GIVEN EXERCISE — Substitute "whole numbers only" for "integers only" in every one of the records below, and reproduce them with no other change.

* BEGIN EXERCISE INPUT *

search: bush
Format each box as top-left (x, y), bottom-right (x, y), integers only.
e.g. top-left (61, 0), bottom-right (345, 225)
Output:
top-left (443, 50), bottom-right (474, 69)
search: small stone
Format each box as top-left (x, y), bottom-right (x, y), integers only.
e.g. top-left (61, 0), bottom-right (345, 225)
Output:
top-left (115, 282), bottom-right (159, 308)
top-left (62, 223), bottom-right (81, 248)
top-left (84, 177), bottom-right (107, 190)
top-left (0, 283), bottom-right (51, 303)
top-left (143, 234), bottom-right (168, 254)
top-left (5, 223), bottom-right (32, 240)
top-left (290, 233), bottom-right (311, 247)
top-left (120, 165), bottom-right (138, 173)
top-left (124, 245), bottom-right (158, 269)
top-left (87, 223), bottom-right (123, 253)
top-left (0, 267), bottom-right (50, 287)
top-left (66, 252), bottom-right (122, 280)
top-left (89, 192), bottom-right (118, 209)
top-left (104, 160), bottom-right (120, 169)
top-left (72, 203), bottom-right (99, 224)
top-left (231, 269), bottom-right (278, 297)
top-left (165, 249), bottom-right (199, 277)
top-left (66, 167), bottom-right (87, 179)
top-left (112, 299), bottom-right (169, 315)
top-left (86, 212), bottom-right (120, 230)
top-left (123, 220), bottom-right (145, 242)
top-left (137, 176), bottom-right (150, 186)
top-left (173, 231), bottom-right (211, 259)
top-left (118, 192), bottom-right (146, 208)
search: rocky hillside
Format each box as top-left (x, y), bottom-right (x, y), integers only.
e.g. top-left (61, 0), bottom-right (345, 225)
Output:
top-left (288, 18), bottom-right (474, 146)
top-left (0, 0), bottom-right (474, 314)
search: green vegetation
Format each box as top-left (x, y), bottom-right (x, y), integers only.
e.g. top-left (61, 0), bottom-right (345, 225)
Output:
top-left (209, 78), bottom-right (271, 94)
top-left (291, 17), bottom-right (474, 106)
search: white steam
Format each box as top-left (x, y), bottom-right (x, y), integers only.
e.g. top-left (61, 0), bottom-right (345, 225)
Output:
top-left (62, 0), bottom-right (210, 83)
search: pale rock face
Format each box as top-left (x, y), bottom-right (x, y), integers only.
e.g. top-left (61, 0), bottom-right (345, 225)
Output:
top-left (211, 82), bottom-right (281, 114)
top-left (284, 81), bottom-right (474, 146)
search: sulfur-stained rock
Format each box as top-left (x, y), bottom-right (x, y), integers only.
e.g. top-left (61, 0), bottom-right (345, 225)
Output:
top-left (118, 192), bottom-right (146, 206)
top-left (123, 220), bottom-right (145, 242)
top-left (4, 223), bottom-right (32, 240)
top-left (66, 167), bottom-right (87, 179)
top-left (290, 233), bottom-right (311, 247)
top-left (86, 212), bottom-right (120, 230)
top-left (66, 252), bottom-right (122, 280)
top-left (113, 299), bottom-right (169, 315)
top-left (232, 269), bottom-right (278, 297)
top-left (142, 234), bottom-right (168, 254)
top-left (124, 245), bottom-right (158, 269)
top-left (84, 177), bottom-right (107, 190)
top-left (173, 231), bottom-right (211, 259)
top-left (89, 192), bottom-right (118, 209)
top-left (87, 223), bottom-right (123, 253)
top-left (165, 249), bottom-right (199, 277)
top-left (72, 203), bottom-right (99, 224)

* END EXERCISE INPUT *

TASK RESPONSE —
search: bush
Format each box as top-left (x, y), bottom-right (x, y), whole numbers only.
e.g. top-left (61, 0), bottom-right (345, 225)
Output:
top-left (443, 50), bottom-right (474, 69)
search: small stone
Format each box as top-left (x, y), bottom-right (x, y), whole numbers only.
e.g. top-left (61, 0), bottom-right (345, 225)
Output:
top-left (115, 282), bottom-right (159, 308)
top-left (62, 223), bottom-right (81, 248)
top-left (84, 177), bottom-right (107, 190)
top-left (0, 283), bottom-right (51, 303)
top-left (143, 234), bottom-right (168, 254)
top-left (5, 223), bottom-right (32, 240)
top-left (290, 233), bottom-right (311, 247)
top-left (120, 165), bottom-right (138, 173)
top-left (124, 245), bottom-right (158, 269)
top-left (87, 223), bottom-right (123, 253)
top-left (0, 267), bottom-right (50, 287)
top-left (66, 252), bottom-right (122, 280)
top-left (89, 192), bottom-right (118, 209)
top-left (104, 160), bottom-right (120, 169)
top-left (72, 203), bottom-right (99, 224)
top-left (231, 269), bottom-right (278, 297)
top-left (165, 249), bottom-right (199, 277)
top-left (66, 167), bottom-right (87, 179)
top-left (112, 299), bottom-right (169, 315)
top-left (86, 212), bottom-right (120, 230)
top-left (123, 220), bottom-right (145, 242)
top-left (137, 176), bottom-right (150, 186)
top-left (173, 231), bottom-right (211, 259)
top-left (118, 192), bottom-right (146, 208)
search: rocky hillside
Format each box as top-left (x, y), bottom-right (x, y), whole numbers only.
e.g. top-left (61, 0), bottom-right (345, 225)
Output:
top-left (288, 18), bottom-right (474, 146)
top-left (0, 0), bottom-right (474, 314)
search: green vegetation
Format each box as top-left (x, y), bottom-right (x, y), whole numbers only.
e.g. top-left (61, 0), bottom-right (345, 225)
Output:
top-left (209, 78), bottom-right (271, 94)
top-left (291, 17), bottom-right (474, 106)
search: white steam
Format each box as top-left (x, y), bottom-right (x, y), whole numbers only.
e.g. top-left (61, 0), bottom-right (345, 225)
Output:
top-left (62, 0), bottom-right (210, 83)
search: pale rock face
Format each box as top-left (x, y), bottom-right (x, y), whole numbers only.
e.g. top-left (61, 0), bottom-right (345, 225)
Output:
top-left (211, 82), bottom-right (281, 114)
top-left (284, 81), bottom-right (474, 146)
search: sulfur-stained rock
Format each box as top-left (x, y), bottom-right (x, y), whole numbers only.
e.g. top-left (61, 0), bottom-right (345, 225)
Output:
top-left (118, 192), bottom-right (146, 206)
top-left (123, 220), bottom-right (145, 242)
top-left (4, 223), bottom-right (32, 240)
top-left (66, 167), bottom-right (87, 179)
top-left (290, 233), bottom-right (311, 247)
top-left (86, 212), bottom-right (120, 230)
top-left (66, 252), bottom-right (122, 280)
top-left (113, 299), bottom-right (169, 315)
top-left (232, 269), bottom-right (278, 297)
top-left (142, 234), bottom-right (168, 254)
top-left (124, 245), bottom-right (158, 269)
top-left (84, 177), bottom-right (107, 190)
top-left (173, 231), bottom-right (211, 259)
top-left (89, 192), bottom-right (118, 209)
top-left (87, 223), bottom-right (123, 253)
top-left (165, 249), bottom-right (199, 277)
top-left (72, 203), bottom-right (99, 224)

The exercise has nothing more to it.